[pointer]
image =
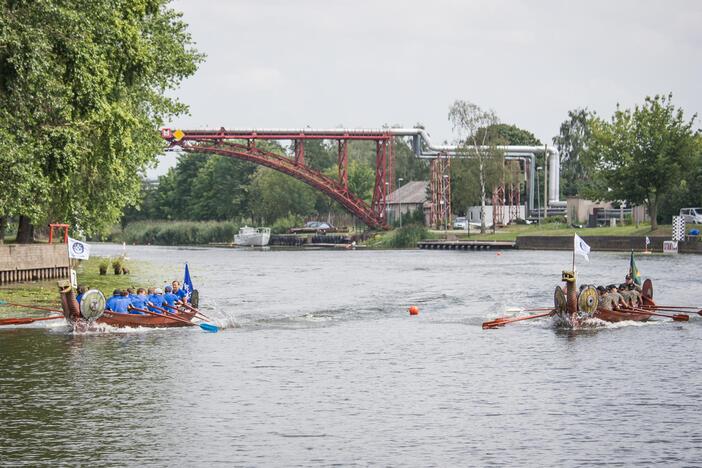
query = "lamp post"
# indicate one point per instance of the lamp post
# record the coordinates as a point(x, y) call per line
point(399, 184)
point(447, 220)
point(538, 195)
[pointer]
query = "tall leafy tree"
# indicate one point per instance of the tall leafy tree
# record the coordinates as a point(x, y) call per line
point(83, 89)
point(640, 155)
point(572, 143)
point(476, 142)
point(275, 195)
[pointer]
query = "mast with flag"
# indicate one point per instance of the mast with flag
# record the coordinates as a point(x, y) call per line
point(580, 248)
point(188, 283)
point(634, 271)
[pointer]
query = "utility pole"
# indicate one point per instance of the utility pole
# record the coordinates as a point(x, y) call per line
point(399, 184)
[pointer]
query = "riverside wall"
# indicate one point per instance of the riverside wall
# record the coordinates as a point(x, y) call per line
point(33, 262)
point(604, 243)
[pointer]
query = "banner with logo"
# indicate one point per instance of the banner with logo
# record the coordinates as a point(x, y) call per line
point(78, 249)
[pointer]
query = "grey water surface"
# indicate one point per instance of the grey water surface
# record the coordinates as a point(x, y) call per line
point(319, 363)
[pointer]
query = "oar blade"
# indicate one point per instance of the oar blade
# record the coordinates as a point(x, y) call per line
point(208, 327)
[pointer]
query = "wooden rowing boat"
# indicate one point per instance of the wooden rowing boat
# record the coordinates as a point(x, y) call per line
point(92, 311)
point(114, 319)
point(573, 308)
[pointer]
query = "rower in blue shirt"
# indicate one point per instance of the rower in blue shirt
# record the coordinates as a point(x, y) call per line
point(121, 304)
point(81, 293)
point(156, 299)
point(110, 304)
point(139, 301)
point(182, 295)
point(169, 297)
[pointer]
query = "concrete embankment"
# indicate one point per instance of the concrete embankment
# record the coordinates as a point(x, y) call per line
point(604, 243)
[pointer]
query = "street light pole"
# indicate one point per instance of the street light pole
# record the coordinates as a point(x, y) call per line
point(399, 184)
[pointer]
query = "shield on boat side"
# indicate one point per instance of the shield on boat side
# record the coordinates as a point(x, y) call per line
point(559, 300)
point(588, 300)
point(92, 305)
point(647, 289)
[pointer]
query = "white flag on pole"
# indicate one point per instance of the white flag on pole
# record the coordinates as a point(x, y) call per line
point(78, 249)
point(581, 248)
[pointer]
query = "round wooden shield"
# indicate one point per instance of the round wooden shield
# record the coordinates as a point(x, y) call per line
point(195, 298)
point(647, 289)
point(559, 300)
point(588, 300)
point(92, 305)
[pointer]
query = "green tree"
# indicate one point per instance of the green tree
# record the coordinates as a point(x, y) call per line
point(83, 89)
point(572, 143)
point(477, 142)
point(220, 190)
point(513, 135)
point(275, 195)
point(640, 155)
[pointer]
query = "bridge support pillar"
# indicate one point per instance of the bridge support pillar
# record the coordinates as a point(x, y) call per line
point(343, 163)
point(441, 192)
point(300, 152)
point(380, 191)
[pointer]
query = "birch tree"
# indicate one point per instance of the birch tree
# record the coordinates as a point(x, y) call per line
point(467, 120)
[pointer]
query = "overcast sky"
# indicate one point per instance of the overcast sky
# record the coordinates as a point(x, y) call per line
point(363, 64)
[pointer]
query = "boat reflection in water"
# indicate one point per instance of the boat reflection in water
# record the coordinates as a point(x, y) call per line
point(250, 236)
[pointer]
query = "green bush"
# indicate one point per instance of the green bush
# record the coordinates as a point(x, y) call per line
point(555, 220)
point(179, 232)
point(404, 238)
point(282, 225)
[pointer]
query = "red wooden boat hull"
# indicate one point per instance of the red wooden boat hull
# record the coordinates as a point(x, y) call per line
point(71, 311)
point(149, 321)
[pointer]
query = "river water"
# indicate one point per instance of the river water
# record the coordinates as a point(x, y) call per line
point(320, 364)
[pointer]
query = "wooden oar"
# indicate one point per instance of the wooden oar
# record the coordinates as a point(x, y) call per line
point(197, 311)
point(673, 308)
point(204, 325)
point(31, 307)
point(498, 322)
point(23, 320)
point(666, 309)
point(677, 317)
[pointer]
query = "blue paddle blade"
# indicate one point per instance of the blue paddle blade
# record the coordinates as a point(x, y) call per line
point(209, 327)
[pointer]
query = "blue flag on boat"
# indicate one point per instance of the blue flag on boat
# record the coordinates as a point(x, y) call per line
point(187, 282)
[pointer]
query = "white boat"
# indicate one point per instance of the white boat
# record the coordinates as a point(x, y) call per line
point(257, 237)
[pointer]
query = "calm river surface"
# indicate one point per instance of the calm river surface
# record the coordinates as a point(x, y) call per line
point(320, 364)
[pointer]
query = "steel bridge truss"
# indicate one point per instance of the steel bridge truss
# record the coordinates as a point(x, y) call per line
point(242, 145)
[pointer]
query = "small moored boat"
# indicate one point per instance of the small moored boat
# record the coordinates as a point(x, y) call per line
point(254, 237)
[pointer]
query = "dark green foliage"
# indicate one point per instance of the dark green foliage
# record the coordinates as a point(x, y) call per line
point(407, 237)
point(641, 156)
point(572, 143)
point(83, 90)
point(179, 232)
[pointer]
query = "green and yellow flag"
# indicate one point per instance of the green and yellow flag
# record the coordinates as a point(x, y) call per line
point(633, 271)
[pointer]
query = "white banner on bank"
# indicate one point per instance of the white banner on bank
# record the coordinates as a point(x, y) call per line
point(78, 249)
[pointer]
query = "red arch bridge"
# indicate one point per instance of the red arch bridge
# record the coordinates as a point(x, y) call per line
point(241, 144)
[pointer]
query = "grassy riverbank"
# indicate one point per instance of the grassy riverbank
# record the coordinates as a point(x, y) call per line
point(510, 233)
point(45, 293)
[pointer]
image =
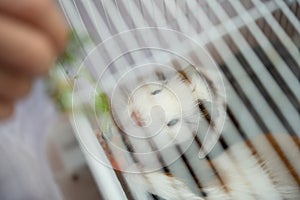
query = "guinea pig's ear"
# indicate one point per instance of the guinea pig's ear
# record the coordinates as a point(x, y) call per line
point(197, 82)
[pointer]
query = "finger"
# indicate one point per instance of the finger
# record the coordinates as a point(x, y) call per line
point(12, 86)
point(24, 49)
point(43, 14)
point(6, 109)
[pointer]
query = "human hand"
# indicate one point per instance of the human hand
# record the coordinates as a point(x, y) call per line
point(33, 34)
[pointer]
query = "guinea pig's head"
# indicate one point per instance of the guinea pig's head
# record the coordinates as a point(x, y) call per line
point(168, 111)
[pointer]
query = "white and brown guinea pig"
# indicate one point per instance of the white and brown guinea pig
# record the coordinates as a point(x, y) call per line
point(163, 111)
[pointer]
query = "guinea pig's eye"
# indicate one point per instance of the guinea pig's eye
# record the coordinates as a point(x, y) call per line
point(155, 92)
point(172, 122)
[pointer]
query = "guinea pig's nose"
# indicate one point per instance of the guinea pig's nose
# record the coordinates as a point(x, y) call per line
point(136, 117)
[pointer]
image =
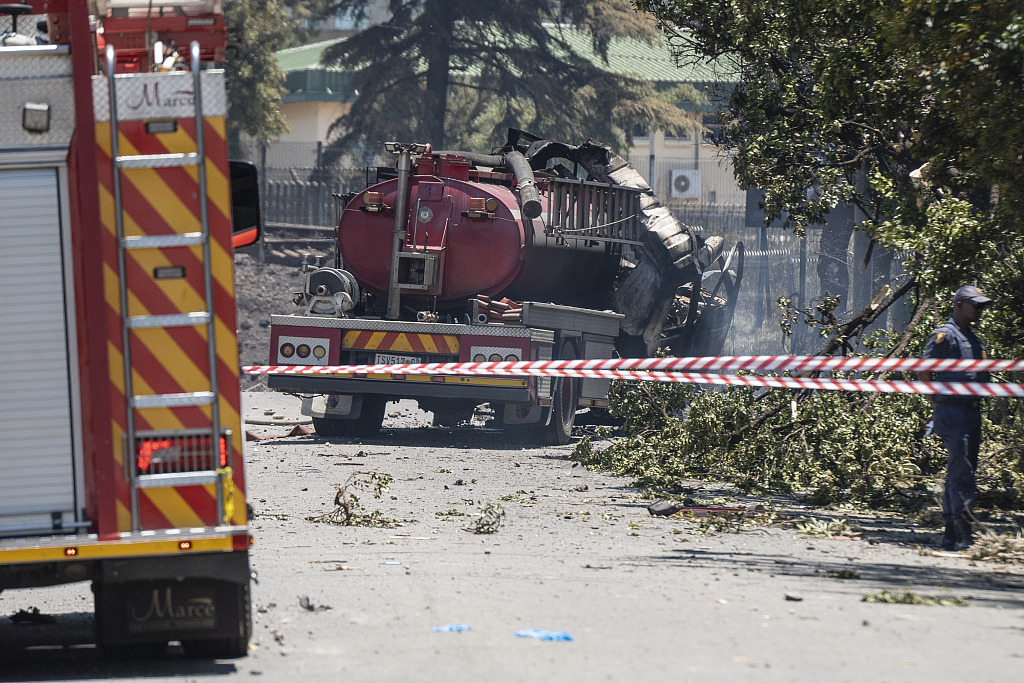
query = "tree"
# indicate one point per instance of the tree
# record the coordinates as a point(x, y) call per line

----

WORK INSTRUCTIONS: Copy every record character for character. Skip the pictures.

RESPONSE BELOW:
[pointer]
image =
query = "lamp post"
# indicate one point per instance of the lamp post
# record the coordinates as a point(x, y) call per line
point(399, 184)
point(447, 220)
point(538, 195)
[pointer]
query = "tall leafy tree"
# indicate one point per instance of the tall leafy tree
# record the coordinates as a point(x, y) call per line
point(83, 89)
point(640, 155)
point(572, 143)
point(476, 142)
point(275, 195)
[pointer]
query = "mast with flag"
# indicate one point per instance of the mast with flag
# record the coordinates as a point(x, y) call per line
point(580, 248)
point(188, 283)
point(634, 271)
[pointer]
query = "utility pole"
# indicate one point per instance of the utility pole
# record the coordinates as a point(x, y) call per line
point(399, 184)
[pointer]
query = "riverside wall"
# indicate one point per instance of the riverside wall
# record the coordinates as a point(x, y) call per line
point(33, 262)
point(604, 243)
[pointer]
query = "banner with logo"
# indicate one point per instance of the banner with logo
# record the coordinates as a point(x, y) call per line
point(78, 249)
[pointer]
query = "grey water surface"
# indicate one point per instance of the grey water surface
# record the coordinates as a point(x, y) call per line
point(319, 363)
[pointer]
query = "oar blade"
# indicate one point per instance of the oar blade
# record the coordinates as a point(x, y) call per line
point(208, 327)
[pointer]
query = "wooden rowing boat"
# indicate one point per instance of the wooden rowing boat
# record the coordinates as a point(x, y) call per line
point(92, 311)
point(114, 319)
point(573, 308)
[pointer]
query = "rower in blue shirt"
# indicate one point per instance of the rower in blue shirt
# record the coordinates as a point(x, y) call per line
point(121, 304)
point(81, 293)
point(156, 299)
point(110, 304)
point(139, 301)
point(182, 295)
point(169, 297)
[pointer]
query = "concrete embankment"
# indicate one point per instance of the concrete embankment
# record the coordinates as a point(x, y) call per line
point(604, 243)
[pointer]
query = "street light pole"
# indicate one point per instance of the street light pole
# record the coordinates as a point(x, y) call per line
point(399, 184)
[pointer]
query = "shield on boat side"
# indicate one point per instance of the shield on boat side
# record the coordinates as a point(x, y) call per line
point(559, 300)
point(588, 300)
point(92, 305)
point(647, 289)
[pointer]
query = "white flag on pole"
# indicate one point per instance of the white flag on pole
# record the coordinates as a point(x, y) call per line
point(78, 249)
point(581, 248)
[pointer]
query = "round wooden shield"
# indicate one point per instance of the round wooden shield
# record the coordinates as a point(x, y) call per line
point(195, 298)
point(647, 289)
point(559, 300)
point(588, 300)
point(92, 305)
[pointer]
query = "green tree"
# indicate one point per instance of the green tree
# record the coordinates as a point(x, y) call per line
point(83, 89)
point(572, 143)
point(477, 142)
point(220, 190)
point(513, 135)
point(275, 195)
point(640, 155)
[pointer]
query = "bridge support pillar"
# indicate one point per instance of the bridge support pillar
# record the coordinates as a point(x, y) call per line
point(343, 163)
point(441, 192)
point(300, 152)
point(380, 191)
[pointer]
query = "birch tree"
# indicate one point per instance of the birch tree
# record the coordinates as a point(x, y) call per line
point(467, 120)
[pointer]
query = "overcast sky"
# indicate one point per instance of the overcast sky
# record the coordinates as a point(x, y) call per line
point(363, 64)
[pointer]
query = "boat reflection in water"
# indicate one point per instance of the boat reflection in water
# record the coordinates as a point(x, y) call per line
point(250, 236)
[pointer]
query = "green bush"
# indicate one point per instance of the green bush
# record the coordinates as a point(x, y) call per line
point(555, 220)
point(179, 232)
point(404, 238)
point(282, 225)
[pointer]
query = "red wooden boat hull"
# indicate one point per instance of the red wooden boat hull
# record the coordinates as a point(x, y) call per line
point(71, 311)
point(149, 321)
[pointer]
query = "river water"
# indicate one point per instance of the river water
# record the coordinates as a point(x, y) call per line
point(320, 364)
[pointer]
query = "wooden oar"
# indicate one point per instance of the wooden oar
# record the coordinates as a point(x, y) call per line
point(197, 311)
point(673, 308)
point(204, 325)
point(31, 307)
point(498, 322)
point(23, 320)
point(666, 309)
point(677, 317)
[pointer]
query = "blue paddle blade"
# indicate one point per instance of the blue paddle blade
# record the coordinates as a point(x, y) call per line
point(209, 327)
[pointer]
query = "blue flag on boat"
# indicate one point per instance of the blue flag on boat
# record the coordinates as a point(x, y) call per line
point(187, 282)
[pointer]
query = "white boat"
# indicate one point per instance of the white boat
# record the coordinates as a point(x, y) call per line
point(257, 237)
[pointer]
query = "calm river surface"
# indicate one point per instance of the calm river surface
# record the coordinates as a point(x, y) call per line
point(320, 364)
[pointer]
query = "steel bridge truss"
# indicate one point per instance of the steel bridge truss
# record the coordinates as a point(x, y) call per line
point(242, 145)
[pointer]
query = "small moored boat"
# indicate one point per instance of the small moored boat
# record the coordinates as a point(x, y) call per line
point(254, 237)
[pointer]
query = "dark green foliage"
# indicate one point per instance of the dark green foliage
# record the coordinates as a point(x, y) call per line
point(407, 237)
point(641, 156)
point(572, 143)
point(83, 90)
point(179, 232)
[pointer]
query = "green and yellow flag"
# indicate one point per instance of the green and yellow flag
# record the coordinates as a point(x, y) call per line
point(633, 271)
[pointer]
query = "white banner on bank"
# indicate one point per instance of the white banner on bank
# record the coordinates as a point(x, y) call per line
point(78, 249)
[pointer]
query = "red arch bridge"
# indicate one point per instance of the red arch bridge
# record the coordinates as a point(x, y) call per line
point(241, 144)
[pointer]
query = "grassy riverbank"
# indicate one point per instance of the grassy riverbank
# record the coordinates as a point(x, y) call per line
point(510, 233)
point(45, 293)
[pointer]
image =
query = "guinea pig's ear"
# indicate one point per instance of the guinea pig's ear
# record the coordinates as a point(x, y) call per line
point(197, 82)
[pointer]
query = "finger"
# indicate one point per instance of the finger
# record the coordinates as a point(x, y) call per line
point(12, 86)
point(24, 49)
point(43, 14)
point(6, 109)
[pointer]
query = "human hand"
# indicate one point per instance of the human hand
# record the coordinates as a point(x, y) call per line
point(33, 34)
[pointer]
query = "guinea pig's head"
# indicate one point per instance of the guinea pig's head
# record the coordinates as a point(x, y) call per line
point(168, 111)
[pointer]
query = "white and brown guinea pig"
# indicate one point per instance of the white and brown guinea pig
# record the coordinates as a point(x, y) call per line
point(163, 111)
[pointer]
query = "guinea pig's eye"
# indicate one point per instance of the guinea pig's eye
# record the coordinates as a point(x, y) call per line
point(155, 92)
point(172, 122)
[pointer]
query = "guinea pig's nose"
# indicate one point per instance of the guinea pig's nose
# record the coordinates as a point(x, y) call per line
point(136, 117)
[pointer]
image =
query = "tree"
# indicate one point per instance of the tree
# record the coordinates as a point(x, y) call per line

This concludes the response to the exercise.